Work item
Only the lines holding "dark" are wanted. Copy every one from the records below.

--

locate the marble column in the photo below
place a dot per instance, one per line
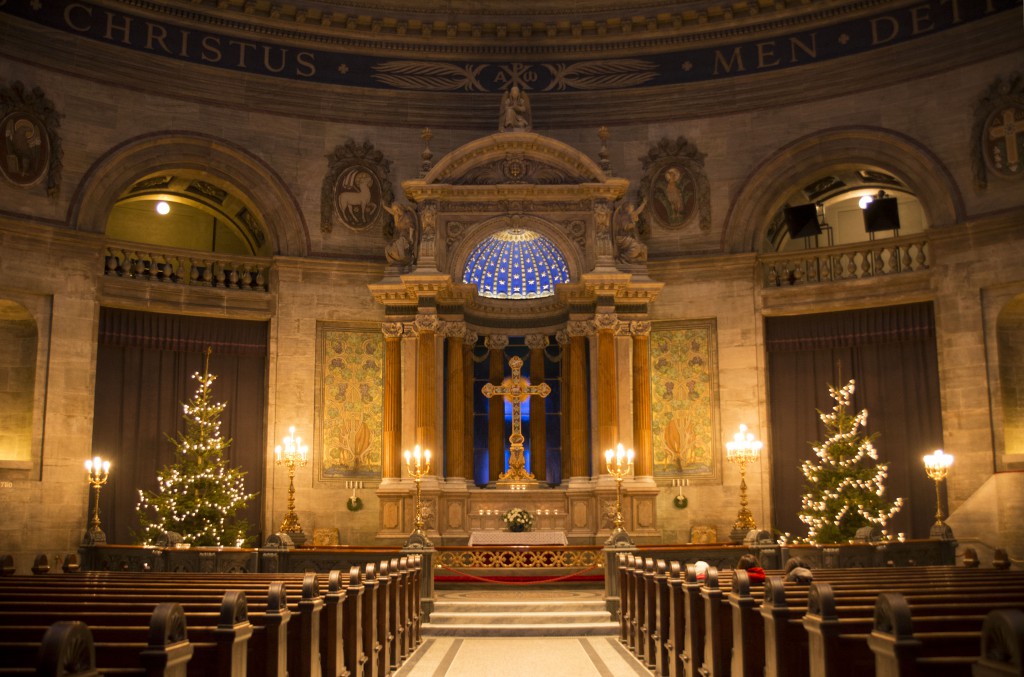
(455, 425)
(607, 383)
(468, 342)
(578, 402)
(426, 382)
(496, 409)
(642, 423)
(391, 434)
(538, 410)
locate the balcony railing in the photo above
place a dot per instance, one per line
(186, 267)
(857, 261)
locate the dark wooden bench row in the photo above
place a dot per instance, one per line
(365, 625)
(681, 627)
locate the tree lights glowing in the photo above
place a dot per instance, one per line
(845, 483)
(199, 495)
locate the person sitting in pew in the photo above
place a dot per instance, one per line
(798, 570)
(753, 566)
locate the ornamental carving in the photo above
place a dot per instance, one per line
(675, 187)
(998, 131)
(356, 189)
(30, 146)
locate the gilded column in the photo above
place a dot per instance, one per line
(607, 384)
(496, 409)
(455, 425)
(468, 342)
(426, 382)
(642, 422)
(391, 437)
(538, 410)
(579, 452)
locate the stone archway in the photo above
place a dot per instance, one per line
(767, 187)
(253, 181)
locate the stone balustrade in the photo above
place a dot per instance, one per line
(186, 267)
(856, 261)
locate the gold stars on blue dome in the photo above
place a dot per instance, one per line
(516, 264)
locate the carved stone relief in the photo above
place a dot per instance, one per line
(675, 187)
(998, 131)
(30, 145)
(356, 188)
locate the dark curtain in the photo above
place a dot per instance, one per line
(891, 353)
(143, 376)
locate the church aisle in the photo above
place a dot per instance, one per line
(508, 657)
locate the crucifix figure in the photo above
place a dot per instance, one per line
(516, 390)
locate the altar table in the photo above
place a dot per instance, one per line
(494, 537)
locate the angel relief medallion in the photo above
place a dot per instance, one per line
(673, 197)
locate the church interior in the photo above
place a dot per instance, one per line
(518, 237)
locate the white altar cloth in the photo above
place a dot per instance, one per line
(494, 537)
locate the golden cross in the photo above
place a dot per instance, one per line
(516, 389)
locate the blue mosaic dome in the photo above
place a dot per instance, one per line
(516, 264)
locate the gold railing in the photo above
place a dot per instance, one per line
(183, 266)
(856, 261)
(520, 557)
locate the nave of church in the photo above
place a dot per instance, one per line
(517, 239)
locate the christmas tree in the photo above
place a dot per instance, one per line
(846, 483)
(200, 494)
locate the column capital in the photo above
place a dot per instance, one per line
(640, 328)
(392, 329)
(427, 322)
(537, 341)
(580, 328)
(606, 321)
(496, 341)
(454, 329)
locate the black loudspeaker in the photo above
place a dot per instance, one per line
(803, 221)
(882, 214)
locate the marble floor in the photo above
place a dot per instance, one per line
(521, 657)
(516, 657)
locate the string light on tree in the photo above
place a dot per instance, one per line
(845, 483)
(199, 496)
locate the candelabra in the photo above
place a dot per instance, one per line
(743, 449)
(418, 464)
(620, 464)
(292, 454)
(98, 470)
(937, 466)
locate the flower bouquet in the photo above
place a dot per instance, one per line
(518, 519)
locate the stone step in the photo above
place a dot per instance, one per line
(520, 606)
(520, 618)
(546, 630)
(482, 617)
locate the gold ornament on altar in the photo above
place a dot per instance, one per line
(620, 464)
(937, 467)
(743, 449)
(293, 453)
(418, 465)
(516, 389)
(99, 471)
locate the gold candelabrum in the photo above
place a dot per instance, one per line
(418, 464)
(743, 449)
(620, 464)
(937, 466)
(99, 471)
(293, 454)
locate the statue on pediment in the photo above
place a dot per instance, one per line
(401, 250)
(515, 115)
(629, 249)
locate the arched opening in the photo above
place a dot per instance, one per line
(186, 212)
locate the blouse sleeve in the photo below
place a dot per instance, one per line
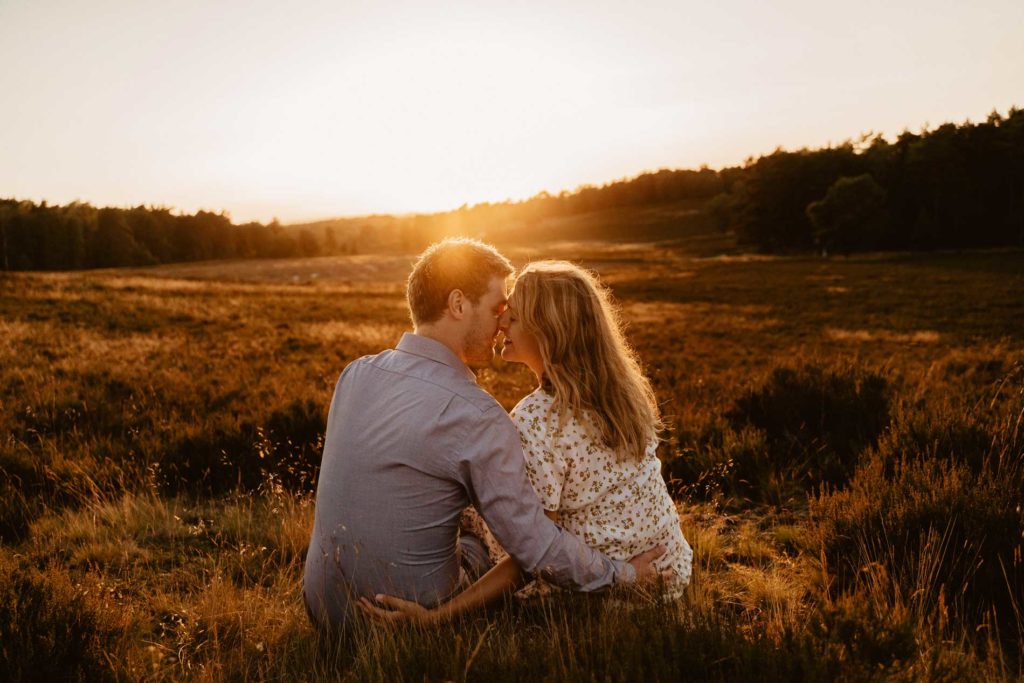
(545, 466)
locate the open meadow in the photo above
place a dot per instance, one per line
(846, 445)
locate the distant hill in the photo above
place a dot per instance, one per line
(953, 187)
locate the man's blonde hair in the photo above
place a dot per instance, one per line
(589, 367)
(456, 263)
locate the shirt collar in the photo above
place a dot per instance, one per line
(433, 350)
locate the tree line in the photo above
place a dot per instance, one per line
(954, 186)
(40, 237)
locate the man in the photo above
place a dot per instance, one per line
(412, 440)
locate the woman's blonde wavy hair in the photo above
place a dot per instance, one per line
(589, 367)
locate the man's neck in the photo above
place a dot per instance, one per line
(441, 336)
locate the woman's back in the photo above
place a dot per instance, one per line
(619, 506)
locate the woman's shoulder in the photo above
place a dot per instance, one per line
(536, 403)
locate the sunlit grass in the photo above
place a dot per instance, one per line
(158, 434)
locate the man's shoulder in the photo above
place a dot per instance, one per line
(408, 371)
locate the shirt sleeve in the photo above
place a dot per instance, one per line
(545, 467)
(491, 466)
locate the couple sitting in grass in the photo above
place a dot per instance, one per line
(569, 486)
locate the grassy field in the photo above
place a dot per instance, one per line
(846, 444)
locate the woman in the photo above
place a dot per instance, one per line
(589, 434)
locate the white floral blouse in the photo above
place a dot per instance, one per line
(620, 508)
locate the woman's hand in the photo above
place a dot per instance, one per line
(399, 611)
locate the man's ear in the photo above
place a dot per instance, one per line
(457, 304)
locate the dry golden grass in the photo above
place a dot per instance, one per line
(158, 428)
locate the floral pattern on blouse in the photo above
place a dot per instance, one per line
(620, 508)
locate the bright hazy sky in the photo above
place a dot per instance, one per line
(305, 110)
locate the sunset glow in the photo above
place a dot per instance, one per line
(327, 109)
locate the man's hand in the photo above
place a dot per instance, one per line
(642, 564)
(399, 610)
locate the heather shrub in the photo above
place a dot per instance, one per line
(50, 629)
(815, 421)
(938, 506)
(231, 455)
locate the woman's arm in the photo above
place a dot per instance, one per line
(504, 578)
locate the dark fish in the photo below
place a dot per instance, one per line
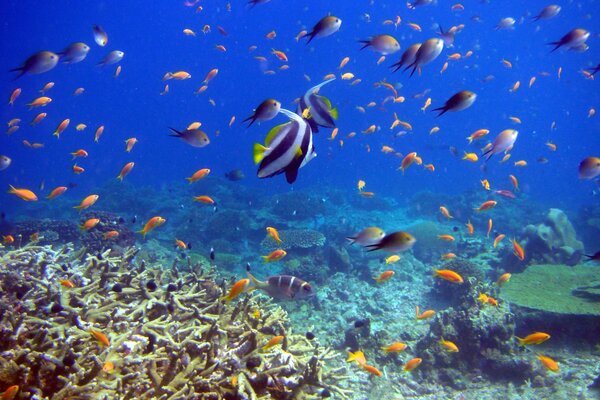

--

Solved problem
locate the dark wooden bench row in the photo above
locate the dark curtain in the photo above
locate the dark fish in the photo below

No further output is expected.